[start]
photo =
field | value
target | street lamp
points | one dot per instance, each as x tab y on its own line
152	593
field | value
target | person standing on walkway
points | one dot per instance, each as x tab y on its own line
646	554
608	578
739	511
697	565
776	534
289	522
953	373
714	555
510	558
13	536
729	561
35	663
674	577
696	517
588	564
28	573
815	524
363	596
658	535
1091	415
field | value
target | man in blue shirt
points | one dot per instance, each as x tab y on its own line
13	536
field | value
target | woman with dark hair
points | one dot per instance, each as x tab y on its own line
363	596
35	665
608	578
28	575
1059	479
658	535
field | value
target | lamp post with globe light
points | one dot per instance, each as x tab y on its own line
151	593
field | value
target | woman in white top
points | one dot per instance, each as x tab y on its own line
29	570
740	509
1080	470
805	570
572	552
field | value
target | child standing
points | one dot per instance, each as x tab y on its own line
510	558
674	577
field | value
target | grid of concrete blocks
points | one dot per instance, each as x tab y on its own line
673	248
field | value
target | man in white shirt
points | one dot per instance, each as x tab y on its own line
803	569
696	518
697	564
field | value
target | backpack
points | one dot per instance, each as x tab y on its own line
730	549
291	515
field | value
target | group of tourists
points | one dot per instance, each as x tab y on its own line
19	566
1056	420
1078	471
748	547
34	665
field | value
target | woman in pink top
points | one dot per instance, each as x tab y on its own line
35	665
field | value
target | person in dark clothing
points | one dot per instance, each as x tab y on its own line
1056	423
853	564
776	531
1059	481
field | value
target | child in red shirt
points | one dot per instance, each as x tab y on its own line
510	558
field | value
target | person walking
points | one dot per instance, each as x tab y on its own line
[end]
TASK: Please pick out every line of the material above that contains the word "lamp" and copy each one in full, treating uppercase and lowercase as different.

ANSWER TO THE TASK:
target | street lamp
target | lamp post with globe light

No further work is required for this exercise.